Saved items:

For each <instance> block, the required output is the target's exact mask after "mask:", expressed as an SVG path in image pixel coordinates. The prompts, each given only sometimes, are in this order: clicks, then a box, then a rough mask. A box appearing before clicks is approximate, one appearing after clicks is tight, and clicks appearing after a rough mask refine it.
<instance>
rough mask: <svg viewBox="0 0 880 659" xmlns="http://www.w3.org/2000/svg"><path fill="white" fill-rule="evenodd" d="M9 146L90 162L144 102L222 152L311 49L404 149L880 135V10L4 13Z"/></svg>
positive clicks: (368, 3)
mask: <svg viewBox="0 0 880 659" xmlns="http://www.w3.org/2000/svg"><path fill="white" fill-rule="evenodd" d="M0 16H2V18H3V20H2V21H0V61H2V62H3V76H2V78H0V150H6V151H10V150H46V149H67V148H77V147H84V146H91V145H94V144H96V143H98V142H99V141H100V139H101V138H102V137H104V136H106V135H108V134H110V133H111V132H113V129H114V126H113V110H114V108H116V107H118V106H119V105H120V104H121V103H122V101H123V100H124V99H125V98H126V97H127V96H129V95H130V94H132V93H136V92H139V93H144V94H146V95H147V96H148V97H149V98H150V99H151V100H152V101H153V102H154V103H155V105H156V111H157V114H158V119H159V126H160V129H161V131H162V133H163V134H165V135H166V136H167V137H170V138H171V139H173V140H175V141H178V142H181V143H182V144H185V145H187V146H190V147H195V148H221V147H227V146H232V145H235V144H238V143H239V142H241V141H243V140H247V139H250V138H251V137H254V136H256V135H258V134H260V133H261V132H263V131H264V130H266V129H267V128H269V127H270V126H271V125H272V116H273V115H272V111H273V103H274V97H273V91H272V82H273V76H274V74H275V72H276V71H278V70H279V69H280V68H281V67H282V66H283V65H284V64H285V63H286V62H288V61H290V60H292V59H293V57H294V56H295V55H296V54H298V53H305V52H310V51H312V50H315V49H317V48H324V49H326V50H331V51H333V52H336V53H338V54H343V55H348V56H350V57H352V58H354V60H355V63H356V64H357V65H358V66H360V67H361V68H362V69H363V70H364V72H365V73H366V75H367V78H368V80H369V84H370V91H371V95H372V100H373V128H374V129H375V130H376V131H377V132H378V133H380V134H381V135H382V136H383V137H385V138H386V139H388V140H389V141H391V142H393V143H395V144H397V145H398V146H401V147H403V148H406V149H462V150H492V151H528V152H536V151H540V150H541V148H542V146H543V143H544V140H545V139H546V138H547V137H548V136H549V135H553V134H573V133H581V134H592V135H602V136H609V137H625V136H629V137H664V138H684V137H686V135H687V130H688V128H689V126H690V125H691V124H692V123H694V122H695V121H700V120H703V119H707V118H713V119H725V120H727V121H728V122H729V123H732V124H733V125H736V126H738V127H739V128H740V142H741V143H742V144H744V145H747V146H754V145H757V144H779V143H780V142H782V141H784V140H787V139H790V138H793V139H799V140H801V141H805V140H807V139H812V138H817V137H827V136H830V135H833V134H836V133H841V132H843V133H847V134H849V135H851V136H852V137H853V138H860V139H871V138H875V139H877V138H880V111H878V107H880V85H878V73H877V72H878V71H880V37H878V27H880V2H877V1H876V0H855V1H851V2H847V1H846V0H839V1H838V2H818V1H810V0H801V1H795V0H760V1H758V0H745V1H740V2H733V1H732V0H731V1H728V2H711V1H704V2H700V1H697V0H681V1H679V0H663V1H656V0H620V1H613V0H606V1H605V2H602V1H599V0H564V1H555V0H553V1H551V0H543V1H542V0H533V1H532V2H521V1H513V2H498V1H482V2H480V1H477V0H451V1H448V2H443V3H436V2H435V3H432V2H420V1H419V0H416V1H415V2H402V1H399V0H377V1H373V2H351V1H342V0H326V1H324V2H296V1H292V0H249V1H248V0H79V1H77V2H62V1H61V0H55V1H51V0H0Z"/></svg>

What you should do:
Retype all of the lines above exactly as they appear.

Final answer:
For each <instance> block, the required output is the target's exact mask after "mask:", expressed as an SVG path in image pixel coordinates. The prompts, each given only sometimes, are in this order: clicks, then a box, then a rough mask. A box appearing before clicks is approximate, one appearing after clicks is tight, and clicks appearing after a rough mask refine it.
<instance>
rough mask: <svg viewBox="0 0 880 659" xmlns="http://www.w3.org/2000/svg"><path fill="white" fill-rule="evenodd" d="M9 146L90 162L144 102L222 152L311 49L404 149L880 135V10L4 13Z"/></svg>
positive clicks: (368, 3)
mask: <svg viewBox="0 0 880 659" xmlns="http://www.w3.org/2000/svg"><path fill="white" fill-rule="evenodd" d="M0 16H2V18H3V20H2V21H0V61H2V62H3V76H2V78H0V150H6V151H10V150H46V149H67V148H77V147H84V146H91V145H94V144H96V143H98V142H99V141H100V139H101V138H102V137H104V136H106V135H108V134H110V133H111V132H113V129H114V126H113V110H114V108H116V107H118V106H119V105H120V104H121V103H122V101H123V100H124V99H125V98H126V97H127V96H129V95H130V94H132V93H136V92H139V93H144V94H146V95H147V96H148V97H149V98H150V99H151V100H152V101H153V102H154V103H155V105H156V111H157V114H158V119H159V126H160V129H161V131H162V133H163V134H165V135H166V136H167V137H170V138H171V139H173V140H175V141H178V142H181V143H182V144H185V145H187V146H190V147H195V148H221V147H227V146H232V145H235V144H238V143H239V142H241V141H243V140H247V139H250V138H251V137H254V136H256V135H258V134H260V133H261V132H263V131H264V130H266V129H267V128H269V127H270V126H271V125H272V116H273V115H272V111H273V103H274V97H273V91H272V82H273V76H274V74H275V72H276V71H278V70H279V69H280V68H281V67H282V66H283V65H284V64H285V63H286V62H288V61H290V60H292V59H293V57H294V56H295V55H296V54H298V53H305V52H310V51H312V50H315V49H317V48H324V49H326V50H331V51H333V52H336V53H338V54H343V55H348V56H350V57H352V58H354V60H355V63H356V64H357V65H358V66H360V67H361V68H362V69H363V70H364V72H365V73H366V75H367V78H368V80H369V84H370V91H371V95H372V100H373V128H374V129H375V130H376V131H377V132H378V133H380V134H381V135H382V136H383V137H385V138H386V139H388V140H389V141H391V142H393V143H395V144H397V145H398V146H401V147H403V148H406V149H462V150H492V151H528V152H536V151H540V150H541V148H542V146H543V143H544V140H545V139H546V138H547V137H548V136H549V135H553V134H573V133H581V134H592V135H602V136H609V137H625V136H629V137H664V138H684V137H686V135H687V130H688V128H689V126H690V125H691V124H692V123H694V122H695V121H700V120H703V119H707V118H713V119H725V120H727V121H728V122H729V123H732V124H733V125H736V126H738V127H739V128H740V142H741V143H742V144H744V145H747V146H754V145H757V144H779V143H780V142H782V141H784V140H787V139H790V138H793V139H799V140H801V141H805V140H807V139H812V138H817V137H827V136H830V135H833V134H836V133H841V132H843V133H847V134H849V135H851V136H852V137H853V138H860V139H871V138H875V139H877V138H880V111H878V107H880V85H878V73H877V72H878V71H880V37H878V27H880V2H877V1H876V0H855V1H851V2H847V1H846V0H839V1H838V2H818V1H810V0H801V1H795V0H760V1H758V0H745V1H740V2H733V1H732V0H731V1H728V2H711V1H704V2H700V1H697V0H681V1H679V0H663V1H656V0H620V1H613V0H606V1H605V2H602V1H599V0H564V1H555V0H553V1H551V0H543V1H542V0H533V1H532V2H521V1H513V2H498V1H482V2H480V1H477V0H451V1H448V2H443V3H436V2H435V3H432V2H420V1H419V0H416V1H415V2H402V1H399V0H377V1H373V2H351V1H342V0H326V1H324V2H296V1H292V0H249V1H248V0H79V1H77V2H62V1H61V0H55V1H51V0H0Z"/></svg>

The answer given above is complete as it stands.